_Required work_
Set down the data below once more, precisely as it reads.

···

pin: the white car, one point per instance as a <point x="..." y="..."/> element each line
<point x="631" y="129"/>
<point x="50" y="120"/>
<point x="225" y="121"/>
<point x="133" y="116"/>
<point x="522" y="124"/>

···

_Solution for this exercise_
pin: the white car, one point per instance as a <point x="..." y="..."/> element each line
<point x="631" y="129"/>
<point x="50" y="120"/>
<point x="225" y="121"/>
<point x="133" y="116"/>
<point x="522" y="124"/>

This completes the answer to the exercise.